══ Source data
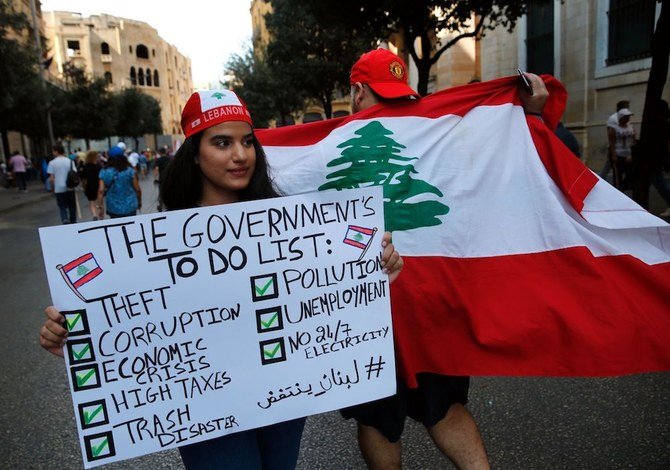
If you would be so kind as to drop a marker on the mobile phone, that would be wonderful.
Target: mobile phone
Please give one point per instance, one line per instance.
(526, 83)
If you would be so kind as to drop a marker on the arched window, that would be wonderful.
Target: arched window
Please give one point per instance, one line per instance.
(141, 51)
(311, 117)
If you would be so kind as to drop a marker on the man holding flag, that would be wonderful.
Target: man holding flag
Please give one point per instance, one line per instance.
(438, 402)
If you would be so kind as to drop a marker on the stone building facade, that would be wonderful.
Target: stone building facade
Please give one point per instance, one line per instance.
(127, 53)
(599, 50)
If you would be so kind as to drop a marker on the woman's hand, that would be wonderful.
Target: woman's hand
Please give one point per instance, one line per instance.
(391, 259)
(52, 334)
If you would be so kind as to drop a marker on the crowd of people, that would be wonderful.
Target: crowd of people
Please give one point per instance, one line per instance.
(109, 179)
(220, 162)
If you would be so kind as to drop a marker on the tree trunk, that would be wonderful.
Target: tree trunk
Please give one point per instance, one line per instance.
(645, 160)
(5, 144)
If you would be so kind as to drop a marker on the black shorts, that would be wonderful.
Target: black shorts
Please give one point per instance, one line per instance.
(427, 404)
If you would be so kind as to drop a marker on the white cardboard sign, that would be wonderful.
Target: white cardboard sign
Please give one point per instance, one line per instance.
(189, 325)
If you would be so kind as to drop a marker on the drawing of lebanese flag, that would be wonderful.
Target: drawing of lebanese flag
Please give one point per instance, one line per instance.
(518, 260)
(360, 237)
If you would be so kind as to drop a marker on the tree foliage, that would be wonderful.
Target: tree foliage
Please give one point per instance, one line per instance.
(268, 95)
(314, 55)
(423, 20)
(85, 109)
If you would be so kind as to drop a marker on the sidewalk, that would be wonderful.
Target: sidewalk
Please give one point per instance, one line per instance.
(11, 198)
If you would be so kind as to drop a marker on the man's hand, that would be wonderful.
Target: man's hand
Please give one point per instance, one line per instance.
(534, 103)
(52, 334)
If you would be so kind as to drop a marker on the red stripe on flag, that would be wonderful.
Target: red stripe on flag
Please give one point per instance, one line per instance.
(455, 101)
(557, 313)
(367, 231)
(90, 275)
(351, 242)
(73, 264)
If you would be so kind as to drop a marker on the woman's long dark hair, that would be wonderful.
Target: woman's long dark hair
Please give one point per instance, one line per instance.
(181, 184)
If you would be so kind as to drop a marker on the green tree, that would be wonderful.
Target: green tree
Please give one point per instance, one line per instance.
(137, 114)
(315, 55)
(424, 20)
(85, 109)
(22, 98)
(374, 158)
(268, 95)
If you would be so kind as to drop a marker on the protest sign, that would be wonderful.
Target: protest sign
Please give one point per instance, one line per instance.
(193, 324)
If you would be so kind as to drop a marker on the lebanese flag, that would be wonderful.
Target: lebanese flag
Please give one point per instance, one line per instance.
(519, 260)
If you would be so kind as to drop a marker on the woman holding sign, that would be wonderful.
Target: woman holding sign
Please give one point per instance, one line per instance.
(222, 162)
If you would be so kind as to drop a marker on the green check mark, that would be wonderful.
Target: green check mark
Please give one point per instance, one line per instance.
(271, 354)
(82, 379)
(82, 352)
(88, 417)
(72, 322)
(264, 289)
(96, 450)
(270, 322)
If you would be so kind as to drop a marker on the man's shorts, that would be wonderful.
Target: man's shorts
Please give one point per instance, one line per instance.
(427, 404)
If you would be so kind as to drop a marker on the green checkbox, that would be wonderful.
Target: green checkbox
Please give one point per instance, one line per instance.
(270, 351)
(264, 287)
(85, 376)
(81, 351)
(91, 413)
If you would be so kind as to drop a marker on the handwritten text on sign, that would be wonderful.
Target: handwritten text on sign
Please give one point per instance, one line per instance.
(189, 325)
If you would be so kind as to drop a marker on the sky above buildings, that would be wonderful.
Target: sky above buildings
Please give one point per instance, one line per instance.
(206, 31)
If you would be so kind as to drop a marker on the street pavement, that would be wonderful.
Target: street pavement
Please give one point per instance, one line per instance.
(526, 423)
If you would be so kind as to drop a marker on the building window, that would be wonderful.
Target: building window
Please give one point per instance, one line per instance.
(631, 26)
(141, 51)
(73, 48)
(540, 37)
(311, 117)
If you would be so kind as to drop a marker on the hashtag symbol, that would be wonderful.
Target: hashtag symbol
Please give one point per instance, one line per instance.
(374, 367)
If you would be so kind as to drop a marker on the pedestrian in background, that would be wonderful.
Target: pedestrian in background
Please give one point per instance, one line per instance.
(19, 165)
(90, 175)
(57, 170)
(222, 162)
(118, 188)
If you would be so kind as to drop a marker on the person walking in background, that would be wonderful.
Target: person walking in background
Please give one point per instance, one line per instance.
(57, 170)
(19, 165)
(612, 121)
(621, 139)
(118, 188)
(89, 174)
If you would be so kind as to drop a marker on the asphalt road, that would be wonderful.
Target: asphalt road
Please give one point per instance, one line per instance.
(527, 423)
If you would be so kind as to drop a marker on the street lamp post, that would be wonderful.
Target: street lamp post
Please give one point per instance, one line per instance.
(38, 44)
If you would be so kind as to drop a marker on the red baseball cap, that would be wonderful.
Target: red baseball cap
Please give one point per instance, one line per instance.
(384, 72)
(208, 108)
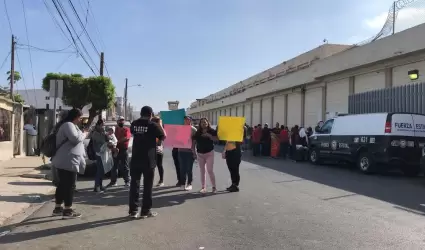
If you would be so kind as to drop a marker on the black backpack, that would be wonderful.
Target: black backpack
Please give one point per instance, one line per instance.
(90, 151)
(48, 145)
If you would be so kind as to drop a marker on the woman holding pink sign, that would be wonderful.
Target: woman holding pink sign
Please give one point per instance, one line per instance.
(205, 137)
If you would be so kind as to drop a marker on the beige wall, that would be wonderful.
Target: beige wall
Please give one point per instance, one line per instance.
(6, 147)
(383, 63)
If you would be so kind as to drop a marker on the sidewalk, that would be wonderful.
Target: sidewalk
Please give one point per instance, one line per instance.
(17, 191)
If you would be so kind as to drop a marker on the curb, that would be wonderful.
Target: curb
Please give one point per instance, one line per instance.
(35, 176)
(10, 224)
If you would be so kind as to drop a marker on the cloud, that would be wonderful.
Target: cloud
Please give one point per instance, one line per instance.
(406, 18)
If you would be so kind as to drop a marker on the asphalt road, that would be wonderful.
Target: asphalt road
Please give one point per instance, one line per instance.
(282, 205)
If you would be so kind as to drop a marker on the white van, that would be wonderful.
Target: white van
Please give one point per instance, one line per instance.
(371, 140)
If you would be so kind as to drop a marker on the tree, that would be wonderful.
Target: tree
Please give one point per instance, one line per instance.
(18, 98)
(17, 76)
(79, 91)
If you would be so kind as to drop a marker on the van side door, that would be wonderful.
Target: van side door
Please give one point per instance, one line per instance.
(402, 138)
(321, 139)
(419, 125)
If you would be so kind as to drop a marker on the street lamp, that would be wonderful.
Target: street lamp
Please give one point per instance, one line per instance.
(125, 96)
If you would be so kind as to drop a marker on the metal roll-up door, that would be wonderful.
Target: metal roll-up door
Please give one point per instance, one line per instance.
(256, 109)
(369, 82)
(279, 109)
(337, 97)
(266, 110)
(247, 114)
(294, 109)
(313, 107)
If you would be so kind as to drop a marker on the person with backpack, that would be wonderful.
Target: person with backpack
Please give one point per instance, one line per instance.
(69, 160)
(97, 139)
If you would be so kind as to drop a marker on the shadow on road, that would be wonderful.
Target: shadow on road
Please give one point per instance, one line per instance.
(25, 236)
(30, 183)
(403, 192)
(118, 196)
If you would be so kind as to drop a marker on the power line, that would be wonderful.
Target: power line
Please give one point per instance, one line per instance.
(58, 3)
(8, 17)
(57, 22)
(62, 63)
(47, 50)
(63, 33)
(23, 79)
(73, 39)
(29, 49)
(102, 44)
(82, 25)
(4, 61)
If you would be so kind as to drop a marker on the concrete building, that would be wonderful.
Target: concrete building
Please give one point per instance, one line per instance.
(316, 84)
(41, 101)
(120, 106)
(173, 105)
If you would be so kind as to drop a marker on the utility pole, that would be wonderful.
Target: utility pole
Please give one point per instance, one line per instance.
(102, 63)
(394, 4)
(12, 67)
(125, 98)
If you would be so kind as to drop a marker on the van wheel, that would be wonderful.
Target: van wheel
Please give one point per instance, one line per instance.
(411, 171)
(365, 163)
(314, 156)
════
** Work instruction **
Could you find each line in the entries that contains the string "background" and copy it?

** Worked solution **
If you would be so kind as to drop a marker on the pedestrian in background, that would be wonderful.
Target: pedestrian in background
If you would be so kind as to drop a marker on the person walking in background, that would be wonderful.
Target: person walking in background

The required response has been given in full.